Begin Listed entries
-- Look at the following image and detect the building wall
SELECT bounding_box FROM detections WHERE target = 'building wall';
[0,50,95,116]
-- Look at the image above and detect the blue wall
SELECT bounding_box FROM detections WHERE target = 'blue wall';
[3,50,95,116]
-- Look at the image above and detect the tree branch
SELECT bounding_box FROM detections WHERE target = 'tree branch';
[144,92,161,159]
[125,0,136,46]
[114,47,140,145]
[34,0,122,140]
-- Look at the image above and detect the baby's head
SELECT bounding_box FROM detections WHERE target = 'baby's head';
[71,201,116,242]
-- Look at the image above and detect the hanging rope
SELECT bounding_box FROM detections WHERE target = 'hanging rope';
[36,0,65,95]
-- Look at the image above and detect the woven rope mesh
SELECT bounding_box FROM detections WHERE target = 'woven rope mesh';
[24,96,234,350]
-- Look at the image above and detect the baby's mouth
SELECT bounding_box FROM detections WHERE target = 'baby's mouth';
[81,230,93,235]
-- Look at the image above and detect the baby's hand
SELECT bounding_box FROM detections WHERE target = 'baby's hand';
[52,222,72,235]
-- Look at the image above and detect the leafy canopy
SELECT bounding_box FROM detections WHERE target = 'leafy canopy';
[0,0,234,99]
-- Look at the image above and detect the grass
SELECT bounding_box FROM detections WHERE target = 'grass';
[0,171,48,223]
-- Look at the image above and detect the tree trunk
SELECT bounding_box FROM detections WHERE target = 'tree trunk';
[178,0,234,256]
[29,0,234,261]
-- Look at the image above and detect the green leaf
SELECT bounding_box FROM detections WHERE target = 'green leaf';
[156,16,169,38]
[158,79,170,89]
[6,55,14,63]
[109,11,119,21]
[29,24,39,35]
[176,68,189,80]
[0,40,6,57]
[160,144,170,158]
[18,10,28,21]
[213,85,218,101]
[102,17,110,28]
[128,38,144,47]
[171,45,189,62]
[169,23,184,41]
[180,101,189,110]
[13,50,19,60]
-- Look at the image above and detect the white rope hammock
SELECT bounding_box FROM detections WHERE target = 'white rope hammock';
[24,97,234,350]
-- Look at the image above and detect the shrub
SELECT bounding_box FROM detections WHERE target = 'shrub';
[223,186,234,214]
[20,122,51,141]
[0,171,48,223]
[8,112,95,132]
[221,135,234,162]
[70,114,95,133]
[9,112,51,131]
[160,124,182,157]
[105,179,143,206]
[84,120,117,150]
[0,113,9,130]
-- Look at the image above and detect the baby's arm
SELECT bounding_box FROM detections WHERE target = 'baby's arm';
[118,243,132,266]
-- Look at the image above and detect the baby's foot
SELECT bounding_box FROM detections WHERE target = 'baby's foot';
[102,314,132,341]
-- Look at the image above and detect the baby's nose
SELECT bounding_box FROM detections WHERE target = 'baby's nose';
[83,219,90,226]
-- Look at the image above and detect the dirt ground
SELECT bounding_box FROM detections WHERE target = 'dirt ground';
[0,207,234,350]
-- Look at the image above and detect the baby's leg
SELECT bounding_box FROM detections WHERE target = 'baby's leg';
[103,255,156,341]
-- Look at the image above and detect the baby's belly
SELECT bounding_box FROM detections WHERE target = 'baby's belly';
End Listed entries
Task requirements:
Quote the records from the line containing "-- Look at the image above and detect the baby's nose" through the line containing "[103,255,156,341]", keeping every line unchanged.

Expected answer:
-- Look at the image above and detect the baby's nose
SELECT bounding_box FROM detections WHERE target = 'baby's nose';
[83,219,90,226]
-- Look at the image above and detect the dirt ground
SELECT bounding_box FROM detections WHERE target = 'dirt ground';
[0,207,234,350]
-- Look at the image above and detect the baby's leg
SELECT bounding_box FROM detections WHERE target = 'baby's leg';
[103,255,156,341]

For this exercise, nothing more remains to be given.